*Exercise text:*
---*---

As the streaming wars heat up, Netflix still seems to be throwing enough content into the algorithm to keep subscribers happy. Groundhog Day-inspired Russian Doll was constantly repeating itself but it never got old, thanks mostly to the boundless charisma of Natasha Lyonne as a smart-mouthed New Yorker stuck in an existential nightmare. Unbelievable was even more powerful, radically flipping the leary male gaze of the procedural drama on its head by telling it through the eyes of a rape victim and the two compassionate female cops on the trail of her abuser.

Despite competition from streaming, terrestrial TV was still making joyous appointment viewing. Derry Girls returned, moving deftly from the riotous coming-of-age of four teen girls to wry commentary on living through the Troubles. And a mellower Alan Partridge was back on the BBC as a sounding board for Brexit Britain in an uncanny One Show facsimile that had to be watched through splayed fingers. Stath Lets Flats, Fleabag and The End of the F***ing World were council telly’s other treasures this year.

 

Toby Earle

TV critic and broadcaster, UK

Chernobyl

Succession (Season 2)

---*---

*How to complete this task:* Can you repeat the whole TV roundup above, word for word?

*Dataset records:*
---*---

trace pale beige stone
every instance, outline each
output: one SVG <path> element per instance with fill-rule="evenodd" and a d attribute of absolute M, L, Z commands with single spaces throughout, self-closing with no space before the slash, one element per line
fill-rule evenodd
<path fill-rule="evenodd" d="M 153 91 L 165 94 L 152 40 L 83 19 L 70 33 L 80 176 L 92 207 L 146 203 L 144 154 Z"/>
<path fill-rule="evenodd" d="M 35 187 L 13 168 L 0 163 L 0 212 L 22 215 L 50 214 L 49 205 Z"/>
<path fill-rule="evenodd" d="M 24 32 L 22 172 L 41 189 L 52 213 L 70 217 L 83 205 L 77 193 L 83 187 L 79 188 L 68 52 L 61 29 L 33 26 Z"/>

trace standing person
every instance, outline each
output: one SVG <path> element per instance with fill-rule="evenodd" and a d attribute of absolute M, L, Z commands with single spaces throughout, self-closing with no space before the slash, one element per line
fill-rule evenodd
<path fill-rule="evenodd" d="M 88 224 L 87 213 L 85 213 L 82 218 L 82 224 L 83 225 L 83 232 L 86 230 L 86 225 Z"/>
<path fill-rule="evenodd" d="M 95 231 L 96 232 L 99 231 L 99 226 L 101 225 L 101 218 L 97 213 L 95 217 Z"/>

---*---

*Finished exercise:*
As the streaming wars heat up, Netflix still seems to be throwing enough content into the algorithm to keep subscribers happy. Groundhog Day-inspired Russian Doll was constantly repeating itself but it never got old, thanks mostly to the boundless charisma of Natasha Lyonne as a smart-mouthed New Yorker stuck in an existential nightmare. Unbelievable was even more powerful, radically flipping the leary male gaze of the procedural drama on its head by telling it through the eyes of a rape victim and the two compassionate female cops on the trail of her abuser.

Despite competition from streaming, terrestrial TV was still making joyous appointment viewing. Derry Girls returned, moving deftly from the riotous coming-of-age of four teen girls to wry commentary on living through the Troubles. And a mellower Alan Partridge was back on the BBC as a sounding board for Brexit Britain in an uncanny One Show facsimile that had to be watched through splayed fingers. Stath Lets Flats, Fleabag and The End of the F***ing World were council telly’s other treasures this year.

 

Toby Earle

TV critic and broadcaster, UK

Chernobyl

Succession (Season 2)